**Passage to read:**
# # # #

St Petersburg Paradox:

I learned about this paradox recently through an interview question.

The paradox comes from the following game. more here at wiki:

The casino flips a coin until it gets heads. The number of tails is squared and payed to the player. How should they price this game?


Having never seen this question, I proceeded to take the expectation. That is the weighted average of the payouts. Well the answer is infinity, this can be seen intuitively from the fact that the payout grows exponentially at the same rate as the diminishing probability of the event happening.

The paradox is that no one will place huge sums of money to play this game, even though theoretically, they should – since it has an unlimited expected payoff.

The variance of this game is also infinite which stems from the fact that the payouts are finite but the expectation is infinite. E(X) = (X-E(X))^2

There are several resolutions:

A utility function approach which says we need to discount the payoffs by the utility function. In other words, the first million dollars brings me more utility then each next million. However, if this is not bounded, you can simply keep increasing the speed of payouts given any unbounded utility function.

# # # #

**Given records:**

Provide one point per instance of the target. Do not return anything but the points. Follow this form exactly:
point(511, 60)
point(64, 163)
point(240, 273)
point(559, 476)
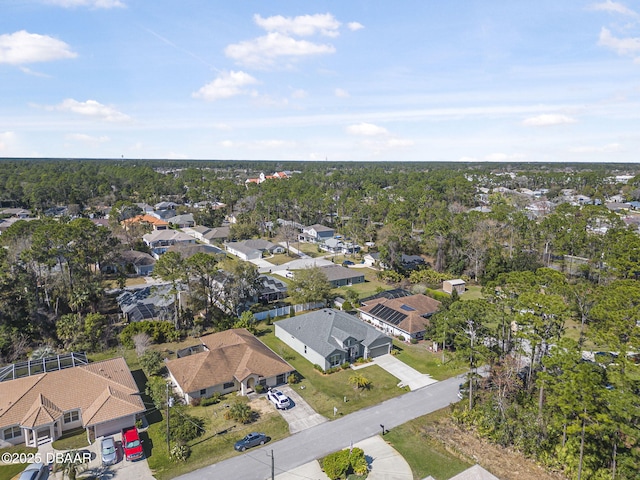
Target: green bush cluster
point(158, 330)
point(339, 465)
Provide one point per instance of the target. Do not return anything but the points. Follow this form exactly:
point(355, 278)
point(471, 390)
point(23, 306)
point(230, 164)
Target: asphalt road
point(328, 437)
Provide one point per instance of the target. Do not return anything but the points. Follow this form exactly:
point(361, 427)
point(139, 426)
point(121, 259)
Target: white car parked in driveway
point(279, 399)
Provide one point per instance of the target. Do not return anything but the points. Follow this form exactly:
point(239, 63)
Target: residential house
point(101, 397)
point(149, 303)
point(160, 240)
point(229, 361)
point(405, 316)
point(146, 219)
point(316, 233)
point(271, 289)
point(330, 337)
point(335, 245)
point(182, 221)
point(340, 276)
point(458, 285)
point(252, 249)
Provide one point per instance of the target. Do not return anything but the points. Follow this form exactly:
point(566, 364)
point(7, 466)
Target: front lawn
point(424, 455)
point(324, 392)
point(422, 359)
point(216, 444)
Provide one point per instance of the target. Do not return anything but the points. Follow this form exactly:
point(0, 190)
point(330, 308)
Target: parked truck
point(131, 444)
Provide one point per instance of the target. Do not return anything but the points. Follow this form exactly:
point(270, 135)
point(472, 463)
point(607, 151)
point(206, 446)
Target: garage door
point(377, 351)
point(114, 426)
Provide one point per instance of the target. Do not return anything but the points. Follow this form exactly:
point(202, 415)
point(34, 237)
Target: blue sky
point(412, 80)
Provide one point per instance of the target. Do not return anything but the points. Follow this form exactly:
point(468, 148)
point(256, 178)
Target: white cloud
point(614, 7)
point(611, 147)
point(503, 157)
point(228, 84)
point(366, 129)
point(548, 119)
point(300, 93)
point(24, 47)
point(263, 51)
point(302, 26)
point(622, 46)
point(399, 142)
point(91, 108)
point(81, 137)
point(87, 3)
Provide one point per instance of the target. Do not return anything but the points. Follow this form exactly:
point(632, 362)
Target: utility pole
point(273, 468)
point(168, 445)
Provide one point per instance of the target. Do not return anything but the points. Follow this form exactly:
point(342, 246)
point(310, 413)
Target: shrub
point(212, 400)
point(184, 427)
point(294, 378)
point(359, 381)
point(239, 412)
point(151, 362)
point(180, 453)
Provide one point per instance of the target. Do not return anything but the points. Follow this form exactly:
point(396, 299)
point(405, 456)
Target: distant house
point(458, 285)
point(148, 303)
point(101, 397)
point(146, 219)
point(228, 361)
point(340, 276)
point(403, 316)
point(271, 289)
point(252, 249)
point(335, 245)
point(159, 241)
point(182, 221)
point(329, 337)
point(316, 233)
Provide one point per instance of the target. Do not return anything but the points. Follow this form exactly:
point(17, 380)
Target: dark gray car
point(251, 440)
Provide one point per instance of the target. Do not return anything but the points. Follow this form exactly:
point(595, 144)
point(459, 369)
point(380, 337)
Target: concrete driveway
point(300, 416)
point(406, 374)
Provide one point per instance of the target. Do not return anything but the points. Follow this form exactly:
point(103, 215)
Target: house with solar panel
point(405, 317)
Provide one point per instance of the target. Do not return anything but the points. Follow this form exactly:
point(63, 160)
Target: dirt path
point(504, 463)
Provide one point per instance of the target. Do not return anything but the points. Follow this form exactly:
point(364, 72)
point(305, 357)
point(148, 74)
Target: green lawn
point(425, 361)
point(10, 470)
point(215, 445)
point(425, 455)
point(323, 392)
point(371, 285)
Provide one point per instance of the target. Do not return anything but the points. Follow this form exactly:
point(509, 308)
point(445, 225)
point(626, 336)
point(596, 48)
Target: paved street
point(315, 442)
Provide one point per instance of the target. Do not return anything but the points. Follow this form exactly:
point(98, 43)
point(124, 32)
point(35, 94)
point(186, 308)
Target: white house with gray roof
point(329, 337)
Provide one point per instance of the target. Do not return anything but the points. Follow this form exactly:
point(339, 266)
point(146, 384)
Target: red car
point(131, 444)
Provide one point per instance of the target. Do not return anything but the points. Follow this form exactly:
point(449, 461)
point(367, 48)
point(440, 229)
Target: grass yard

# # # #

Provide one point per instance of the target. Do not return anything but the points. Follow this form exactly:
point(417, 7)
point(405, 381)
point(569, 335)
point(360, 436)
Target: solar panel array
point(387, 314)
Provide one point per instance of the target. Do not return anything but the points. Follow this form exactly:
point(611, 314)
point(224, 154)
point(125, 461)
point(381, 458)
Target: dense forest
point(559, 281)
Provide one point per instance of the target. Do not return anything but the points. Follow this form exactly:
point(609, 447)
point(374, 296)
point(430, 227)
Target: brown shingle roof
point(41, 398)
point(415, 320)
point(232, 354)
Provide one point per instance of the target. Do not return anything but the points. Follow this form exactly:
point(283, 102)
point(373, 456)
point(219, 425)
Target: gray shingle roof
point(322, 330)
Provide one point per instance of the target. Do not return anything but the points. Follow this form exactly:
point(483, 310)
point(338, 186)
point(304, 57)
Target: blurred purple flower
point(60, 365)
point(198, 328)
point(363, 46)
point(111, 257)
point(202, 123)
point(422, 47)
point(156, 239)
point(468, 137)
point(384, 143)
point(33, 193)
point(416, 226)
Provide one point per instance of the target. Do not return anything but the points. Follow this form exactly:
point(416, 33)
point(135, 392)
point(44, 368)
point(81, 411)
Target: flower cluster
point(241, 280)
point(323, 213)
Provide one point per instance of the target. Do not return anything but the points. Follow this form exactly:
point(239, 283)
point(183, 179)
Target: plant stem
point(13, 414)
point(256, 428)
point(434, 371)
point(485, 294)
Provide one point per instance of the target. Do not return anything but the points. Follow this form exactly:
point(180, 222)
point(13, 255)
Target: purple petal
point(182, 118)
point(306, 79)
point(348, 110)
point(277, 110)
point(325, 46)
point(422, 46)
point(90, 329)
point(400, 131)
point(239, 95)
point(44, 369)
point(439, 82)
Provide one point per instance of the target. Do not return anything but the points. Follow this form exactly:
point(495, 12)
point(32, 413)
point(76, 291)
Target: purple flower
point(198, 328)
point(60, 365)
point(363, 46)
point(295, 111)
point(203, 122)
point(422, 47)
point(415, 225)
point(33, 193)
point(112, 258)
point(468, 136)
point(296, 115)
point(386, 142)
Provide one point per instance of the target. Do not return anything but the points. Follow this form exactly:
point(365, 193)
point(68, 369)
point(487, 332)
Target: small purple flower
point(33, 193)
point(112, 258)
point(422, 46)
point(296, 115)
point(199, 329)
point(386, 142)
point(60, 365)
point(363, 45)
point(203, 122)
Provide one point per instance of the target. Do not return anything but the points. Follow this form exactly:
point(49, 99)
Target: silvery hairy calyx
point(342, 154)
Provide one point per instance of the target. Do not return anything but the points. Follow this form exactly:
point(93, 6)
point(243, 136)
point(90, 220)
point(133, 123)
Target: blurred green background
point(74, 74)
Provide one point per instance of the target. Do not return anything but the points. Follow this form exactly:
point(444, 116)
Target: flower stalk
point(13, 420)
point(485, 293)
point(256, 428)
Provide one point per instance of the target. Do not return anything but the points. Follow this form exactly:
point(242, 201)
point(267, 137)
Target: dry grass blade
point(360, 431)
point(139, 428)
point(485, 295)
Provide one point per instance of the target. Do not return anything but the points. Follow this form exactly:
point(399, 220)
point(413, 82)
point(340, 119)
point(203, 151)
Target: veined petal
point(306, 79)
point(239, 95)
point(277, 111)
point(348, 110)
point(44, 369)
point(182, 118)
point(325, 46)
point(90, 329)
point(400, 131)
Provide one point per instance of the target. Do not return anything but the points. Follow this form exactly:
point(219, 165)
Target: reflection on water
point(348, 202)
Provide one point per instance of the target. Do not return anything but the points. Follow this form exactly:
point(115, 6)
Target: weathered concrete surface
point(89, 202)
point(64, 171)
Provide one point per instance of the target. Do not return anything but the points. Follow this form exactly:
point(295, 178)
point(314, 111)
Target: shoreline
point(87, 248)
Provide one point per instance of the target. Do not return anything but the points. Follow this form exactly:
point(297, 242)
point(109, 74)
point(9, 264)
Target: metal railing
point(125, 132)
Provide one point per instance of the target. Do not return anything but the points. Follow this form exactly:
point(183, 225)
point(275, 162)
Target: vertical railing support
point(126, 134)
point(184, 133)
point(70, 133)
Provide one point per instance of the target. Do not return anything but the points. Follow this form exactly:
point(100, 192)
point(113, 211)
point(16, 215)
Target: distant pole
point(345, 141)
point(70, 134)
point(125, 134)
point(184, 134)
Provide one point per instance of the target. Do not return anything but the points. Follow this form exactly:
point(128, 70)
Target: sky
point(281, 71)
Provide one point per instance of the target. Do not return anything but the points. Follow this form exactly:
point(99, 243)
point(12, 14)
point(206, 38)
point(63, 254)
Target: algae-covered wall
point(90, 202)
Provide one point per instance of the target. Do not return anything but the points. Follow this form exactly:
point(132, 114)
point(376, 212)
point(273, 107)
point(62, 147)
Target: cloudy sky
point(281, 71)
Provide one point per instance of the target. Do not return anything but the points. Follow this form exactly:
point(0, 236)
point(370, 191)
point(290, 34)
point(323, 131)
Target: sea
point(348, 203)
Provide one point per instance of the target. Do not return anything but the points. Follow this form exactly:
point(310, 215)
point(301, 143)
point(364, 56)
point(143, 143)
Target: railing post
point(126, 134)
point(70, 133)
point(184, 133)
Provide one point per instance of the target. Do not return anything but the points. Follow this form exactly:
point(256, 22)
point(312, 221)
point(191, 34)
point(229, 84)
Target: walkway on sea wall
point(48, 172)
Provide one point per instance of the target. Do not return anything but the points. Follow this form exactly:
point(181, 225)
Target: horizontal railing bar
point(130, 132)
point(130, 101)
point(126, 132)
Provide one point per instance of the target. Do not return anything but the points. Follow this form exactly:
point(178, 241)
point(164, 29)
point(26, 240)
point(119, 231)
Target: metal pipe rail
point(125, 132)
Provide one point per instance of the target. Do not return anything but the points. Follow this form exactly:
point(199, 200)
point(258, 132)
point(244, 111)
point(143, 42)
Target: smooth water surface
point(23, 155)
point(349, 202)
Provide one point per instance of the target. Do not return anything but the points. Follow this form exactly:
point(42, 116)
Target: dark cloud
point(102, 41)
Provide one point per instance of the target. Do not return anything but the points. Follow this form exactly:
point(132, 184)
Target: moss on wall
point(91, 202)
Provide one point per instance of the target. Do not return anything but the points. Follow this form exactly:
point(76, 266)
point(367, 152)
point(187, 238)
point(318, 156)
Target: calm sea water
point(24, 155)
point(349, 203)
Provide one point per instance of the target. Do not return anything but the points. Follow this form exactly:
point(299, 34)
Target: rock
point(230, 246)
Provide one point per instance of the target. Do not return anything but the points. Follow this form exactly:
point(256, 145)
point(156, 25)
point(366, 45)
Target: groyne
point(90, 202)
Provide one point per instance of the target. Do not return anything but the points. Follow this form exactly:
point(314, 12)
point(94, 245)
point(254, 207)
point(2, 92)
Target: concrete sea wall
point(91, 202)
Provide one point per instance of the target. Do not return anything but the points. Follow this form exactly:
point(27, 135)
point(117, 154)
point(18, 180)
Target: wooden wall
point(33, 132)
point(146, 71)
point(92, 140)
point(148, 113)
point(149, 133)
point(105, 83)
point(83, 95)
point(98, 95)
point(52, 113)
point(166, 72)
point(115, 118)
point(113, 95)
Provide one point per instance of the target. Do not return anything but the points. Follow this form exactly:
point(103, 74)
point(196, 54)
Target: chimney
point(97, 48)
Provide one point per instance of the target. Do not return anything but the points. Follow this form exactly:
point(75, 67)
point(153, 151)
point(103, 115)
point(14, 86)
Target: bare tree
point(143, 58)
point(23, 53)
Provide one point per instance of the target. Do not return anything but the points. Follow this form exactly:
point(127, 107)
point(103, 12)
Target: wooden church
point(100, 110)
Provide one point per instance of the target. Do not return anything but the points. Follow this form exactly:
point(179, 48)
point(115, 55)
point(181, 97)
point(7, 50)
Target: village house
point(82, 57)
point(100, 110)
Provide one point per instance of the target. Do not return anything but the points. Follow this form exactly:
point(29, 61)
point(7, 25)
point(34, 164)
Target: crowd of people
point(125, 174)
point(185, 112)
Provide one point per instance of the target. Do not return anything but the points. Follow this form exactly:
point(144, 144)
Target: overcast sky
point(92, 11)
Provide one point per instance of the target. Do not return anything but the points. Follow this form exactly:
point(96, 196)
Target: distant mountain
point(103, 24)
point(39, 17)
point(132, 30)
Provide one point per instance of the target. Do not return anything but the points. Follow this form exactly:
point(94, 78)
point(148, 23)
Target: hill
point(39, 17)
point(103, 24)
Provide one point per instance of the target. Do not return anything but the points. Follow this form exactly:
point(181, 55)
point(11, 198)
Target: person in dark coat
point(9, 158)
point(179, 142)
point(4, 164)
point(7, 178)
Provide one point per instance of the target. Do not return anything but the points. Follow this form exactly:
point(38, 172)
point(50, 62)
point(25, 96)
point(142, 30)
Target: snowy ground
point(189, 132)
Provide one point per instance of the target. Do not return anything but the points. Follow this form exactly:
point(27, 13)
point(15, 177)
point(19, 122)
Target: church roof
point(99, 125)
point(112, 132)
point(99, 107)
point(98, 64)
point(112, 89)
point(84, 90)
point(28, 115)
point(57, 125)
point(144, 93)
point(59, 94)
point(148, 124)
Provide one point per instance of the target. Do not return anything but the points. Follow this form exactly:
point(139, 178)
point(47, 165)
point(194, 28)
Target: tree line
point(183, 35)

# # # #

**List of tasks:**
a. In the St Petersburg Paradox passage, how did the writer learn about the paradox?
b. Please extend the St Petersburg Paradox passage, picking up after its final sentence.

**Exercise results:**
a. Through an interview question.

b.
Another approach suggests that people discount the probability of negligible events. However, lottery ticket sales undermine this argument, since those seem to be low probability events that people pay too much for. However, this counter argument neglects to mention that certain events are discounted completely if they are below a certain probability. As an example, the chance that all the air will decide to stay in one side of my tire, nobody will pay any amount of money for that event. Same goes for the law of gravity to stop applying, there is some negligible probability for that event, but no matter how large the payoff no one will by that ticket.

An experimental approach, suggests that you should pay around 10 dollars. Having played the game 2048 times.

Another approach suggests that you would need the casino to be good for an infinite sum of cash and since they aren’t no one would place that money.

A combination of utility and the previous reason, gives an answer that is close to the experimental result. Suppose you would be willing to play and suppose it takes a minute to flip a coin. You have a magic genie that has guaranteed that the coin will flip tails until you say heads after which it will be heads. How long will you play?

Most likely, you will stop after you are the richest person in the world, but that only will take an hour. After that you apparently have more money than the value of earth by three orders of magnitude. If you discount to that best case scenario, you get no paradox at all, in fact the most you would then pay is 1/4*60 = 15 dollars. If you understand, that casino can’t possibly guarantee more than a billion in winnings, that brings the value down to 29.8973529 ~ 30, which says it’s closer 7.5 dollars. If you are playing against another person you can’t expect more than a million dollar payout so you shouldn’t bet more than 1/4*20, unless you are playing against Harry Kakavas.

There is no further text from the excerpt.